WRITTEN INSTRUCTION A: Find every line in the entries that contains the word "roof", and copy each of those lines in full.

Tyson came out fast and sent Holyfield reeling with his first solid punch. Holyfield, who had studied Tyson's style intensively, later explained that Tyson dipped to his left, from which position he usually loaded up a left hook, but on this occasion surprised Holyfield by firing a right cross. Holyfield tied Tyson up and revealed the first surprise of the fight—his superior strength—as he pushed Tyson backwards. Tyson would never seriously hurt Holyfield for the remainder of the fight. Holyfield defended effectively for the rest of round one and hammered Tyson with several counterpunches. After the end of the round, Tyson threw a punch after the bell; an unintimidated Holyfield retaliated. In the second, Holyfield drove Tyson into the ropes and stung him with a hard combination, and his strategy for the match became clear. As Tyson mainly threw one punch at a time, Holyfield blocked the first attack, then used his strength to clinch, and shove Tyson backwards. Keeping Tyson on the back foot minimized his power and affected his balance, and gave Holyfield the opportunity to come forward and score with combinations to the head. As the rounds passed, Tyson was unable to adjust, and found himself being thoroughly outboxed. In the fifth round, Tyson landed a fierce combination, his best of the match, and Holyfield was hurt.

In the sixth round, Tyson was cut by a headbutt from Holyfield that Halpern judged to be accidental. Then, as the round progressed, Holyfield caught Tyson with a left that dropped him to the canvas. This was the first time Tyson had been knocked down since his lone defeat, and Holyfield continued parrying Tyson's charges and catching him with punches to the head. With 15 seconds left in the seventh round, Tyson lunged at Holyfield as Holyfield came forward, resulting in a hard clash of heads. Tyson cried out in pain and his knees buckled, but again the referee judged the headbutt to be unintentional. Tyson was examined by the ring doctor, and tied Holyfield up for the rest of the round. During the next two rounds, Tyson continued missing wild punches and absorbing counterpunches from Holyfield. At the end of the tenth round, a punch from Holyfield sent Tyson staggering across the ring. Holyfield chased him into the ropes and landed a series of devastating blows. By the sound of the bell, Tyson was out on his feet and defenseless, but his corner allowed him out for the eleventh. Holyfield quickly landed another brutal extended combination, sending Tyson back into the ropes. Halpern had seen enough, and he stopped the fight, giving Holyfield one of the most famous upset victories in the history of boxing.

==Aftermath==
Holyfield also became the first person since Muhammad Ali to win a heavyweight championship belt three times, although, unlike Ali, Holyfield's third championship win had not been for the lineal heavyweight title, which was at that time held by George Foreman. At the post-fight press conference, Tyson addressed Holyfield: "Thank you very much. I have the greatest respect for you."

WRITTEN INSTRUCTION B: Summarize the fight account above in two sentences.

DATA RECORDS:
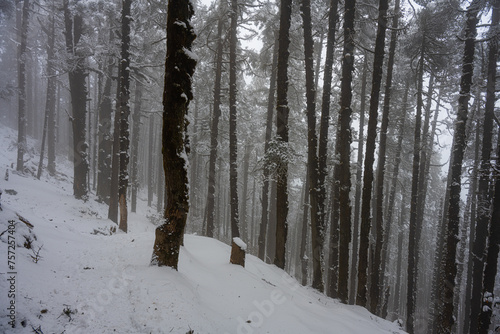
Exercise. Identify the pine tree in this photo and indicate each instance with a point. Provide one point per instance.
(179, 69)
(282, 111)
(78, 89)
(343, 150)
(447, 281)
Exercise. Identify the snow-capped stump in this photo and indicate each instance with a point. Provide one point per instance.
(238, 248)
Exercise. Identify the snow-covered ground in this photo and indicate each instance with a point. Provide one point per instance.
(78, 278)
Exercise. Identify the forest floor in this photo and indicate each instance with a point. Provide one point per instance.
(71, 275)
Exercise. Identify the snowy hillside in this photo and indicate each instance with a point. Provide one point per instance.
(77, 278)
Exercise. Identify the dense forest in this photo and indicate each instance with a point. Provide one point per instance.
(353, 144)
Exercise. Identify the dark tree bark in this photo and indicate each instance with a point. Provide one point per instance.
(244, 226)
(179, 69)
(323, 140)
(343, 150)
(399, 270)
(383, 235)
(425, 156)
(359, 182)
(282, 111)
(472, 220)
(413, 243)
(317, 218)
(124, 108)
(333, 252)
(136, 117)
(150, 160)
(21, 82)
(333, 256)
(73, 32)
(394, 180)
(50, 105)
(115, 161)
(269, 127)
(105, 135)
(305, 224)
(214, 132)
(447, 281)
(490, 270)
(236, 250)
(378, 62)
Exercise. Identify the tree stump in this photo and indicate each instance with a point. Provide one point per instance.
(238, 248)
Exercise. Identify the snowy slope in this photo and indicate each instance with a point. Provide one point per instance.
(88, 281)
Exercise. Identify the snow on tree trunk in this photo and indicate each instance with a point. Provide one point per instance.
(447, 280)
(179, 69)
(282, 132)
(343, 150)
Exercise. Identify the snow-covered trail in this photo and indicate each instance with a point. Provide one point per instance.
(90, 281)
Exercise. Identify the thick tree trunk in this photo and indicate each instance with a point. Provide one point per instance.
(214, 132)
(305, 224)
(378, 63)
(115, 162)
(269, 126)
(244, 226)
(317, 218)
(472, 220)
(490, 270)
(382, 236)
(399, 266)
(359, 182)
(282, 112)
(105, 135)
(447, 280)
(343, 150)
(179, 69)
(413, 243)
(394, 180)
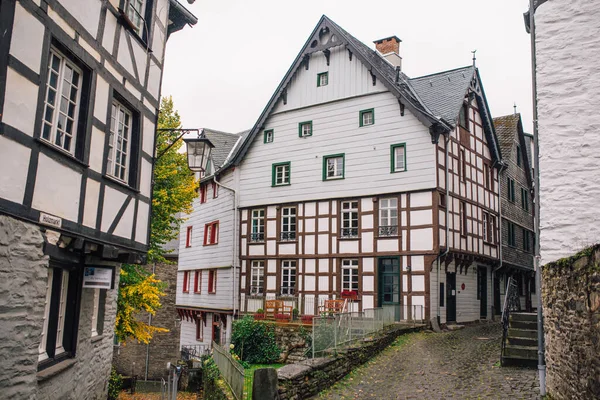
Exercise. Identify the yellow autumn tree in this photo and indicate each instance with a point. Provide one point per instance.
(173, 192)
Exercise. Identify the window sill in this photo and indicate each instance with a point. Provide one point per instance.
(55, 369)
(62, 152)
(97, 338)
(120, 183)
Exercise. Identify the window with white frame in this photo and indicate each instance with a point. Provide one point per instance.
(62, 102)
(119, 142)
(288, 277)
(281, 174)
(258, 225)
(305, 129)
(349, 228)
(135, 13)
(257, 277)
(350, 275)
(398, 157)
(333, 167)
(60, 318)
(288, 223)
(388, 216)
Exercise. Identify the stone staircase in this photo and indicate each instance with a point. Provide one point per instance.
(521, 342)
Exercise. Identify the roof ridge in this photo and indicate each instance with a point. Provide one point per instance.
(442, 72)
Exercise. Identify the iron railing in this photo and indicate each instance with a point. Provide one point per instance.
(189, 352)
(511, 303)
(231, 370)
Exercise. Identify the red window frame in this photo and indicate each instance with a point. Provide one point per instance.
(199, 330)
(212, 237)
(186, 282)
(197, 281)
(202, 194)
(188, 236)
(212, 281)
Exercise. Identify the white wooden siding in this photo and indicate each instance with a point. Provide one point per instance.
(220, 209)
(346, 79)
(336, 130)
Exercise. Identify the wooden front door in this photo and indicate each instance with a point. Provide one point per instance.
(389, 284)
(451, 297)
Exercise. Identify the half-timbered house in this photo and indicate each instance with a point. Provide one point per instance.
(79, 95)
(517, 213)
(357, 178)
(207, 281)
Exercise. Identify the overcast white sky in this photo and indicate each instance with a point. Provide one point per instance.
(222, 71)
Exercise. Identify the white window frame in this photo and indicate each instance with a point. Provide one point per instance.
(257, 277)
(388, 216)
(334, 167)
(43, 340)
(135, 13)
(257, 225)
(288, 277)
(288, 223)
(349, 211)
(350, 271)
(52, 132)
(115, 167)
(282, 174)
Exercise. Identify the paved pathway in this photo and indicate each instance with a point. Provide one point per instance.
(454, 365)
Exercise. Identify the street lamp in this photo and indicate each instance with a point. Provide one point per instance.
(198, 148)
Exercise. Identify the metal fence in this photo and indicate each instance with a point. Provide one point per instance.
(333, 333)
(231, 370)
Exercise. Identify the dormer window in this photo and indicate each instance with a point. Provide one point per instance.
(323, 79)
(305, 129)
(463, 117)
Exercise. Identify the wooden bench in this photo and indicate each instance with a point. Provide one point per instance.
(332, 307)
(273, 307)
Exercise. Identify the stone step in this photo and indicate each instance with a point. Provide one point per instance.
(524, 352)
(525, 333)
(522, 341)
(530, 325)
(517, 316)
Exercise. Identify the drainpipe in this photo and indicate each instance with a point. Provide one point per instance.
(148, 345)
(502, 168)
(445, 253)
(538, 272)
(234, 250)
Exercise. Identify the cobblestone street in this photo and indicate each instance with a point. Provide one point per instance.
(454, 365)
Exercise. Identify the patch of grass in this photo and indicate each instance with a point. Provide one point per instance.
(249, 376)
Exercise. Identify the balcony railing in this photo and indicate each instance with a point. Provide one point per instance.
(349, 232)
(388, 230)
(257, 237)
(287, 236)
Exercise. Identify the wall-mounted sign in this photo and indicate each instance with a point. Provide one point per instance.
(95, 277)
(50, 220)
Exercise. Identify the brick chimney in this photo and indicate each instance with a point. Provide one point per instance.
(389, 48)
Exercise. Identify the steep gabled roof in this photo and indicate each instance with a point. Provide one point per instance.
(393, 80)
(443, 92)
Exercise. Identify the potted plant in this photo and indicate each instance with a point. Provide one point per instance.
(349, 294)
(282, 317)
(259, 314)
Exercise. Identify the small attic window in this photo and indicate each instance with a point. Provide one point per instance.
(463, 116)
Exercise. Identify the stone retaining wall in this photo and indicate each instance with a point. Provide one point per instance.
(309, 377)
(571, 301)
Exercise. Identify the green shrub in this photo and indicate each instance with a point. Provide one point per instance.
(115, 383)
(254, 341)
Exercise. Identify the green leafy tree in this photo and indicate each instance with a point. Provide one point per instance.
(173, 192)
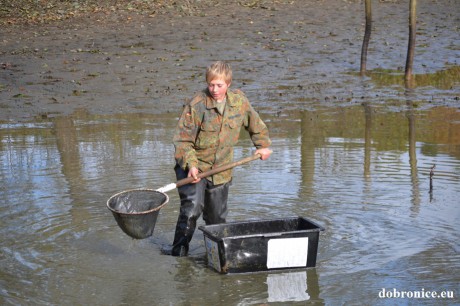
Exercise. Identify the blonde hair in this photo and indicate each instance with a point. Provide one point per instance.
(219, 70)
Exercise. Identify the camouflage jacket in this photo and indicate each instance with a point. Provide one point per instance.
(204, 138)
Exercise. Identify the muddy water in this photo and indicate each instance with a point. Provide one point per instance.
(362, 172)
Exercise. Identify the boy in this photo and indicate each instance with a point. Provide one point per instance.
(207, 130)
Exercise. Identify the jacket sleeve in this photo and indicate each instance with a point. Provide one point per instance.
(184, 139)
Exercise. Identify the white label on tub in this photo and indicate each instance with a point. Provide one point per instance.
(287, 252)
(212, 249)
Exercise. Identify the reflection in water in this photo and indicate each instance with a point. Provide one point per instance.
(362, 172)
(413, 158)
(443, 79)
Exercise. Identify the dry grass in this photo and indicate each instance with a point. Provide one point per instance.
(47, 11)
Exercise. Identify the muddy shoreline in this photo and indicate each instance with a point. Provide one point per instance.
(286, 55)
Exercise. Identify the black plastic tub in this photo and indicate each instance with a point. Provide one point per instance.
(262, 245)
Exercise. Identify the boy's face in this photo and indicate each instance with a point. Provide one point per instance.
(218, 89)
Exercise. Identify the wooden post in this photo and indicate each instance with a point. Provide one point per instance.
(411, 45)
(367, 36)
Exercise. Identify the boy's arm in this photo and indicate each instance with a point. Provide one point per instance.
(258, 132)
(184, 139)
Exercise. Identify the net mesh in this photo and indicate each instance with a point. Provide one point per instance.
(137, 201)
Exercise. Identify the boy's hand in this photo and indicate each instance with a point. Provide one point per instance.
(264, 153)
(193, 172)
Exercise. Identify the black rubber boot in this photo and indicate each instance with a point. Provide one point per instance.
(184, 232)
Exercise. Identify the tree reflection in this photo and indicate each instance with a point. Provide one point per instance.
(413, 158)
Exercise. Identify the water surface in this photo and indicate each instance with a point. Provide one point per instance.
(362, 172)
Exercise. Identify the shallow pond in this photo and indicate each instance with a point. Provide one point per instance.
(362, 172)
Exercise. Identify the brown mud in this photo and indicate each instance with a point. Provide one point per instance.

TASK SOLUTION A:
Exercise. Identify the roof ridge in this photo and indicate each instance with a point. Provide one point per instance.
Exercise. Identify the steep gabled roof in this photo and indicate each instance with a point. Provide one point per instance.

TASK SOLUTION B: Holyfield withstood Tyson's early attack, then outboxed him by blocking, clinching, and pushing him back. He knocked Tyson down in the sixth round, and the referee stopped the fight in the eleventh, making Holyfield the first person since Muhammad Ali to win a heavyweight championship belt three times.